_OBJECTIVE:_ What follows is a set of records, each of which is to be written out exactly.

_INFORMATION SHOWN:_
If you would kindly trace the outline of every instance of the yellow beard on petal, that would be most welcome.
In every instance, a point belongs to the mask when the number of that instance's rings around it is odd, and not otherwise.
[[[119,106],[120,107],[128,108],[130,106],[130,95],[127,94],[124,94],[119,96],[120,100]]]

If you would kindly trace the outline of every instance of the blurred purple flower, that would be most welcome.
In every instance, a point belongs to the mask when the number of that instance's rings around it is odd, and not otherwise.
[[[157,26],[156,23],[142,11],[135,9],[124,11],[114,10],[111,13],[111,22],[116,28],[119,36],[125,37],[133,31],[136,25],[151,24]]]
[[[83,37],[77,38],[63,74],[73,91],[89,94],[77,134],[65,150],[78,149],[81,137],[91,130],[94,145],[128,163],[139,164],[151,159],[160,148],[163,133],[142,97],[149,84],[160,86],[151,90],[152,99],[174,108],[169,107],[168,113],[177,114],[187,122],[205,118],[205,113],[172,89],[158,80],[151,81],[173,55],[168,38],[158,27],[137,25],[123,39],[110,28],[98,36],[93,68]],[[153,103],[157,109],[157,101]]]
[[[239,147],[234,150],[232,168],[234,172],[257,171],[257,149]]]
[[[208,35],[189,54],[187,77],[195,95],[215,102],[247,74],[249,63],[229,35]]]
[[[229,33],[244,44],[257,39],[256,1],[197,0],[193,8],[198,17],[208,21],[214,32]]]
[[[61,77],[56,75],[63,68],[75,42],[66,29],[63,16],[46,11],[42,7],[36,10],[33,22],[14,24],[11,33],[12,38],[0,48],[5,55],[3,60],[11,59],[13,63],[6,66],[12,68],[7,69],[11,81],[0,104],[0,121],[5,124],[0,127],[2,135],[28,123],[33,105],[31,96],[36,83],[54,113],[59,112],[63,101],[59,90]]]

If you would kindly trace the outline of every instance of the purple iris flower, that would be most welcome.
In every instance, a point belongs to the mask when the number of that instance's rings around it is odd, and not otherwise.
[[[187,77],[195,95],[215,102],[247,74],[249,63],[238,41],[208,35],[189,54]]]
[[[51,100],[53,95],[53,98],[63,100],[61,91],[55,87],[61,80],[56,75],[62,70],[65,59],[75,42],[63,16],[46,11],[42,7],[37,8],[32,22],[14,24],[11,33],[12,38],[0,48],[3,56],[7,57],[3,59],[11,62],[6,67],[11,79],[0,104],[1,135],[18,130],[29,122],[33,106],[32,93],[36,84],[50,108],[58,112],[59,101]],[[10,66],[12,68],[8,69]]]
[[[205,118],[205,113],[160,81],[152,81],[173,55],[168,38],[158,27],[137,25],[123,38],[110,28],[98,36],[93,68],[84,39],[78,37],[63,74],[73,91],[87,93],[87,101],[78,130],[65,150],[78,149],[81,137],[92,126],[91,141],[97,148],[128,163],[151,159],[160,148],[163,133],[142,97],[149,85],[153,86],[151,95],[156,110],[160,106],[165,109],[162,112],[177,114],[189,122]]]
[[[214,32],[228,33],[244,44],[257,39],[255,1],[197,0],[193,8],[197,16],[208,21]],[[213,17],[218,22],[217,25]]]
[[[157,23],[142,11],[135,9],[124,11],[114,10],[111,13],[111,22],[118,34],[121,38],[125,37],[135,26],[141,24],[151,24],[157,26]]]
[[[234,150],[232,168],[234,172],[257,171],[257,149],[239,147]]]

_RESPONSE BELOW:_
If you would kindly trace the outline of every instance of the yellow beard on petal, that would be most welcome.
In every instance, a point belongs to the mask when the number of that instance's rings around it is odd, and not otherwise.
[[[119,106],[120,107],[128,108],[130,106],[130,95],[127,94],[124,94],[119,96],[120,100]]]

If you would kindly trace the outline of every instance of the blurred purple flower, that would be most welcome.
In every instance, a point belongs to the mask when the number of that instance's rings around it is odd, and not otherwise.
[[[157,26],[156,23],[142,11],[135,9],[124,11],[114,10],[111,13],[111,22],[116,28],[119,36],[125,37],[133,31],[136,25],[151,24]]]
[[[83,37],[77,38],[63,74],[73,91],[89,94],[77,134],[65,150],[78,149],[81,137],[91,130],[94,145],[128,163],[139,164],[151,159],[160,148],[163,133],[142,97],[149,84],[160,86],[151,90],[152,99],[174,108],[169,107],[168,113],[177,114],[187,122],[205,118],[205,113],[172,89],[158,80],[151,81],[173,55],[168,38],[158,27],[137,25],[123,39],[110,28],[98,36],[93,68]],[[153,103],[157,109],[157,101]]]
[[[239,147],[234,150],[232,168],[234,172],[257,171],[257,149]]]
[[[208,35],[189,54],[187,77],[195,95],[215,102],[247,74],[249,63],[229,35]]]
[[[229,33],[244,44],[257,39],[256,1],[197,0],[193,8],[198,17],[208,21],[214,32]]]
[[[61,77],[56,75],[63,68],[75,42],[66,29],[63,16],[46,11],[42,7],[36,10],[33,22],[14,24],[11,33],[12,38],[0,48],[5,55],[3,60],[11,59],[13,63],[6,66],[12,68],[7,69],[11,81],[0,104],[0,121],[5,124],[0,127],[2,135],[28,123],[33,105],[31,96],[36,83],[54,113],[59,112],[63,101],[59,90]]]

If you would kindly trace the outline of every instance of the purple iris flower, that would be most welcome.
In every instance, a point belongs to the mask when the number of that instance's rings around it is odd, and not otherwise.
[[[187,77],[195,95],[215,102],[247,74],[249,63],[238,41],[208,35],[189,54]]]
[[[51,100],[53,95],[53,98],[63,100],[61,91],[55,87],[61,80],[56,75],[62,70],[65,59],[75,42],[63,16],[46,11],[42,7],[37,8],[32,22],[14,24],[11,33],[12,38],[0,48],[3,56],[7,57],[3,59],[11,62],[6,67],[11,79],[0,104],[1,135],[18,130],[29,122],[33,106],[32,93],[36,84],[50,108],[58,112],[59,101]],[[10,66],[12,68],[8,69]]]
[[[205,118],[205,113],[160,81],[152,81],[173,55],[168,38],[158,27],[137,25],[123,38],[110,28],[98,36],[93,68],[84,39],[78,37],[63,74],[73,91],[87,93],[87,101],[78,130],[65,150],[78,149],[81,137],[92,126],[91,141],[97,148],[128,163],[151,159],[160,148],[163,133],[142,97],[149,85],[153,86],[151,95],[156,110],[160,106],[165,109],[162,112],[177,114],[189,122]]]
[[[214,32],[228,33],[244,44],[257,39],[255,1],[197,0],[193,8],[197,16],[208,21]],[[213,17],[218,22],[217,25]]]
[[[157,23],[142,11],[135,9],[124,11],[114,10],[111,13],[111,22],[118,34],[121,38],[125,37],[135,26],[141,24],[151,24],[157,26]]]
[[[234,150],[232,168],[234,172],[257,171],[257,149],[239,147]]]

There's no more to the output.